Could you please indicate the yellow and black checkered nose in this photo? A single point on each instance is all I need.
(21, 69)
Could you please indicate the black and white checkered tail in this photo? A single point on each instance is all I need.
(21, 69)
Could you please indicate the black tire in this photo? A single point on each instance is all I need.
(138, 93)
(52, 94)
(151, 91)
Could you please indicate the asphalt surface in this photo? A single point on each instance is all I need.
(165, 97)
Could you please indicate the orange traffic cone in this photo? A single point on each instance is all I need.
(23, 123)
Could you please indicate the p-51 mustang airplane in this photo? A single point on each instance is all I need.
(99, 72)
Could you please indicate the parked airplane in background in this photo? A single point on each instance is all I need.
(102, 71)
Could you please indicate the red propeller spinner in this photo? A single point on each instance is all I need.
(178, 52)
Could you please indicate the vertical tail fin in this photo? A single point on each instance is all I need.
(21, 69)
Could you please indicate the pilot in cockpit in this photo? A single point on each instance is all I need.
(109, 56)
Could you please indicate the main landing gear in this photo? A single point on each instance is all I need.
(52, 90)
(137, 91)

--

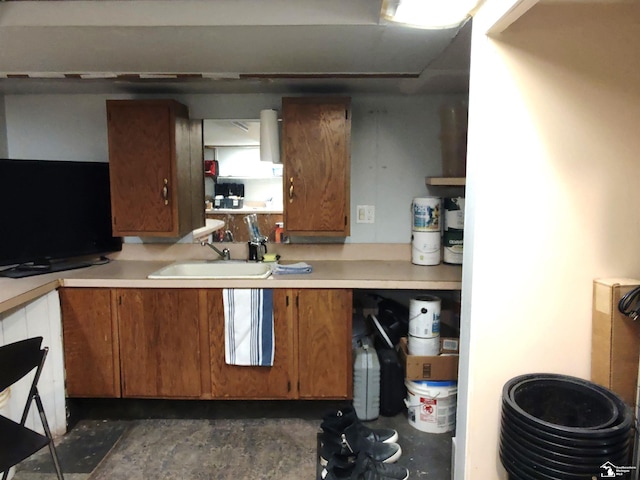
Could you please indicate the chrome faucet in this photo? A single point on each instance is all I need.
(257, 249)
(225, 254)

==

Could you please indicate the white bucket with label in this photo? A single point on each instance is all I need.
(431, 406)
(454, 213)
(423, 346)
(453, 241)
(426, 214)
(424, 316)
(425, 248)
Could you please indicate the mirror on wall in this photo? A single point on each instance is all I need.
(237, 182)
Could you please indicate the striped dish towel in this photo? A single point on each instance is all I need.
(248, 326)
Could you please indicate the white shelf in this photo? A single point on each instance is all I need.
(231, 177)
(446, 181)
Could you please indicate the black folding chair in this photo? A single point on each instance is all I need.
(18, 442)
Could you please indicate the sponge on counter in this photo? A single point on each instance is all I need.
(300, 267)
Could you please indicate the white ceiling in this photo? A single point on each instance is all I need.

- What is asked -
Extract every line of the material above that holds the word "airplane", and copy each one out in full. Case counts.

- Final result -
Could you please indicate the p-51 mustang airplane in this photo? A single point on each instance is all I need.
Could you please indicate the parked airplane in background in this photo? A single point on each instance is all I need.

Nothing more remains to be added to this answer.